─── Dataset rows
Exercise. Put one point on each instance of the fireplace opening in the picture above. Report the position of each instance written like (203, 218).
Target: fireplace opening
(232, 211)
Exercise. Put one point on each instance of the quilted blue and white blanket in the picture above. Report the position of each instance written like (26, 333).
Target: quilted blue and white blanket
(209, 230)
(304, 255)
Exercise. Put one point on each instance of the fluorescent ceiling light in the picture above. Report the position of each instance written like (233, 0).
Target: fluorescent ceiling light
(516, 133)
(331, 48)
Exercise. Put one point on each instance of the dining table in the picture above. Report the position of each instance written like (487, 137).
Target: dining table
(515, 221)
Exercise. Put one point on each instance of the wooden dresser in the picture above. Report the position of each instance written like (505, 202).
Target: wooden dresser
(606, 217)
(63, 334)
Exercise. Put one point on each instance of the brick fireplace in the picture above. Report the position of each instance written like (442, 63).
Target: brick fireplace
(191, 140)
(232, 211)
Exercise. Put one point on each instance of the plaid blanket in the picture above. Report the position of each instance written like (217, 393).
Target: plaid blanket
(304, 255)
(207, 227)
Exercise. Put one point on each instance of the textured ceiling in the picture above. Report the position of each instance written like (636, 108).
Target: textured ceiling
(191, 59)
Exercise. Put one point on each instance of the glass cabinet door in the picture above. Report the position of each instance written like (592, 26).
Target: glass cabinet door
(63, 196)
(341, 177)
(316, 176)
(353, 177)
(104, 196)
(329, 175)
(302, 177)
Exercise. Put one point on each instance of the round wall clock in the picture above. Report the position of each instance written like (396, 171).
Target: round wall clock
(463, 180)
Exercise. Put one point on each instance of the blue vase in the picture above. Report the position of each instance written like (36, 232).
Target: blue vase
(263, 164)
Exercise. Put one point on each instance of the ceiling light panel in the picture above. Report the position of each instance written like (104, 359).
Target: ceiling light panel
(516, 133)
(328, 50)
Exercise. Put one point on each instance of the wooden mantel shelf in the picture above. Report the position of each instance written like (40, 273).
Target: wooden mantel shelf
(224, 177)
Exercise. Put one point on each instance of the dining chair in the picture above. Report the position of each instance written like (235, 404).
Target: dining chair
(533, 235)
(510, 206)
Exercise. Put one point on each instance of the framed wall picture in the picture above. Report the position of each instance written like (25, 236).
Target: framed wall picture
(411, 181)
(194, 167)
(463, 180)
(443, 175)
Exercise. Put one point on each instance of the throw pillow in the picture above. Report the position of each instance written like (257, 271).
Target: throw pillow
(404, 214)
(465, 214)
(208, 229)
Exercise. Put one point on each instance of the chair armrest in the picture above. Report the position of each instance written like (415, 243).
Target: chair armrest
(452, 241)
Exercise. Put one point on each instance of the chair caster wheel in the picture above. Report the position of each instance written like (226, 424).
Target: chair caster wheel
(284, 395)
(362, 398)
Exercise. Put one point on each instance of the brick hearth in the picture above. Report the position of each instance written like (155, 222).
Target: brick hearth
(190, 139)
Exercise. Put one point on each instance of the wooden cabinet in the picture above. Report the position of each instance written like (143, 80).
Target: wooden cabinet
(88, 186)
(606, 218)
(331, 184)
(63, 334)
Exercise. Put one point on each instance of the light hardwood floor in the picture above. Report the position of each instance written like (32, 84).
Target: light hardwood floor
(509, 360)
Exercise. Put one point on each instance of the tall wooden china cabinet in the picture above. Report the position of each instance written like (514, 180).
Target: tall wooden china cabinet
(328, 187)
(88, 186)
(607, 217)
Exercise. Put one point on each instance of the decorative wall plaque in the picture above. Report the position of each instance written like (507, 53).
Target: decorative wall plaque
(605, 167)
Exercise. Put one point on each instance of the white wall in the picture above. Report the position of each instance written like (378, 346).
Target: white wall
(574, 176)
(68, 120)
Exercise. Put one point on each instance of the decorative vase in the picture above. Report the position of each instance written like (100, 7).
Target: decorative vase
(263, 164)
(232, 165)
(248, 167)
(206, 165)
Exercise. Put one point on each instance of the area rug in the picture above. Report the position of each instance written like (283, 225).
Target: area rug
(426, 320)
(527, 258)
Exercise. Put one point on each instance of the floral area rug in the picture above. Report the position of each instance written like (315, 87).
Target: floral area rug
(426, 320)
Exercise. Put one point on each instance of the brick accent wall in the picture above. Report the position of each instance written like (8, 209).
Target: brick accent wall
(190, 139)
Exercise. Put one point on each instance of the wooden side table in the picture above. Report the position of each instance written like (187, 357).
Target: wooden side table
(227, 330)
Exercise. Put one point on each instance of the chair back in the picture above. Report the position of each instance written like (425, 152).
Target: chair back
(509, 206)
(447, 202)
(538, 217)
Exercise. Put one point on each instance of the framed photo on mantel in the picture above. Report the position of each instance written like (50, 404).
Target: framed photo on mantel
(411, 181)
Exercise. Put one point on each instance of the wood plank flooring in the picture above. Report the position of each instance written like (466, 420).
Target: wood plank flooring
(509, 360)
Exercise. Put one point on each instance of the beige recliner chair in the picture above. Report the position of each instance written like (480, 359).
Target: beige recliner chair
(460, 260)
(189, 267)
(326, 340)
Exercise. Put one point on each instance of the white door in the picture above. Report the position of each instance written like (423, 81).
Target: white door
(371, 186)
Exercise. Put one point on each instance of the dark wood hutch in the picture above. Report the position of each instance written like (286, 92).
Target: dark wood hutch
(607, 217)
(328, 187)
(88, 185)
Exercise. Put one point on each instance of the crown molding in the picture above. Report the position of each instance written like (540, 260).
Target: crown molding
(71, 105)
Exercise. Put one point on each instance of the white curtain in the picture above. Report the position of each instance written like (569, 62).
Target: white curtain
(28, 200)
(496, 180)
──────
▶ [Set task]:
Extract the full listing above without alteration.

▶ [Correct answer]:
Exercise. Put one point on each instance of the fireplace opening in the picture above. Report the position of each instance written like (203, 218).
Target: fireplace opening
(232, 211)
Exercise. Put one point on each instance of the quilted blue and white blanket in the picture above. Report the position of each instance written like (26, 333).
Target: quilted blue and white blanket
(209, 230)
(304, 255)
Exercise. Put one point on each instance of the fluorescent ceiling light in the picture above. Report the position of each instance written like (233, 0).
Target: fluorescent ceiling light
(516, 133)
(331, 48)
Exercise. Put one point on each instance of the dining table in the picture above. Report the position of each instance written like (487, 137).
Target: dining table
(515, 221)
Exercise. Put one point on each instance of the wooden dresser in the picture above. Report the position of each instance written like (505, 202).
Target: wooden dresser
(606, 217)
(63, 334)
Exercise. Put one point on each instance of the brick fireplace in the picture above. Report the position of each instance written like (442, 63).
Target: brick fireplace
(191, 140)
(232, 211)
Exercise. Put one point on each instance of the plaid blanket in the picture above. Report the position of each instance written like (217, 393).
Target: plaid blanket
(304, 255)
(207, 227)
Exercise. Put one point on each instance of the textured ceiling in the picture above. Report the position of each instance written like (636, 108).
Target: textured ceiling
(191, 59)
Exercise. Put one point on each instance of the glass cabinet door in the picture above. Report the position of each instance written like (592, 26).
Target: glass cabinet door
(63, 196)
(341, 177)
(316, 176)
(353, 177)
(104, 196)
(329, 175)
(302, 177)
Exercise. Put one point on each instance of the round wall clock in the picture above. Report the position of each instance written like (396, 171).
Target: round wall clock
(463, 180)
Exercise. Put one point on each instance of the blue vase in the picture above. Report the position of each instance written like (36, 232).
Target: blue vase
(263, 164)
Exercise. Put one point on each instance of the ceiling light panel in the picture above. Report the position of each instance written like (104, 359).
Target: ceiling light panel
(516, 133)
(328, 50)
Exercise. Put one point on each instance of the wooden mantel shelf in the picture above. Report the position of each instance written like (40, 273).
Target: wooden mantel shelf
(224, 177)
Exercise. Put one point on each instance of the dining chair in the picture above. Report the position of each instance written like (235, 404).
Target: dining chair
(533, 235)
(510, 206)
Exercise. Put one point on each instance of the framed wall picture in the picture above. Report the position of each instance written like (25, 236).
Target: framed wall picture
(411, 181)
(194, 167)
(463, 180)
(443, 175)
Exercise. Put one point on each instance of the throw pillow in the picture above. Report the position of each instance written like (257, 271).
Target: throw pillow
(404, 214)
(465, 214)
(208, 229)
Exercise. Put one point on each instance of the chair armrest in the picture above. Report the position of each instance written like (415, 243).
Target: chair armrest
(452, 241)
Exercise. Put one point on each instance of the chair caster wheel in the picture above. Report the position of each instance written like (226, 424).
Target: chair caster wheel
(284, 395)
(362, 398)
Exercise. Put one point on each instance of the brick hearth in the picture above. Report the position of each instance written like (155, 222).
Target: brick hearth
(190, 139)
Exercise. Put one point on each instance of the wooden cabinet in the picture above. Report the position of each instance written like (143, 80).
Target: wooden cabinet
(88, 186)
(606, 218)
(331, 184)
(63, 334)
Exercise. Put one point on each instance of the light hardwood floor in the picture above. Report the position of each instance written like (32, 84).
Target: light hardwood floor
(509, 360)
Exercise. Put one point on each instance of the tall wooden china cabinet in the picture above. Report the position of each instance written like (514, 180).
Target: tall wooden china cabinet
(328, 187)
(88, 186)
(607, 217)
Exercise. Put one point on each instance of the decorative wall plaque in the picture above. Report the position of each instance written like (507, 53).
Target: decorative wall plaque
(605, 167)
Exercise. Put one point on each instance of the white wall in the picture above. Report the position of each instance written like (378, 346).
Target: white wall
(574, 176)
(68, 120)
Exercise. Put one point on each instance of the decorative vase in the picture above. Report the position of each instance written like (100, 7).
Target: decorative vase
(263, 164)
(232, 165)
(248, 167)
(206, 165)
Exercise. Put one point on each instance of the area rug in the picture above. Report the position of each instance written like (283, 225).
Target: area rug
(426, 320)
(527, 258)
Exercise. Put one point on each instance of the floral area rug in the picture above. Report the position of each instance written like (315, 87).
Target: floral area rug
(426, 320)
Exercise. Put one point on each instance of the brick accent wall in the picture above. Report the position of each instance written like (8, 209).
Target: brick accent wall
(190, 139)
Exercise. Put one point on each instance of the wooden side table in the picture above. Report the position of each instance written like (187, 357).
Target: wooden side table
(227, 330)
Exercise. Put one point on each instance of the chair back in the picture above. Report the position of each instance written like (425, 152).
Target: chair back
(509, 206)
(447, 202)
(538, 217)
Exercise. Put one point on each instance of the framed photo on mantel in the picture above. Report the position of each instance written like (50, 404).
Target: framed photo on mantel
(411, 181)
Exercise. Put one point on each instance of the wood plank flooring in the picture above. Report the position of each instance written like (466, 420).
Target: wood plank flooring
(509, 360)
Exercise. Put one point on each instance of the beige recliner chair in the picture above. Report the position of each instance written like (480, 359).
Target: beige recliner chair
(460, 260)
(189, 267)
(326, 340)
Exercise. Put one point on each instance of the white door in the picture above. Report the position of each instance written like (423, 81).
Target: white door
(371, 186)
Exercise. Put one point on each instance of the dark wood hutch in the picture above. Report the position of each instance written like (286, 92).
Target: dark wood hutch
(607, 217)
(328, 187)
(88, 185)
Exercise. Put one point on each instance of the crown molding in the picture above. Report the position of each instance written like (540, 260).
Target: crown molding
(71, 105)
Exercise. Put one point on each instance of the white curtain in the picture above. Report the position of each instance written like (569, 62).
Target: white curtain
(28, 200)
(496, 180)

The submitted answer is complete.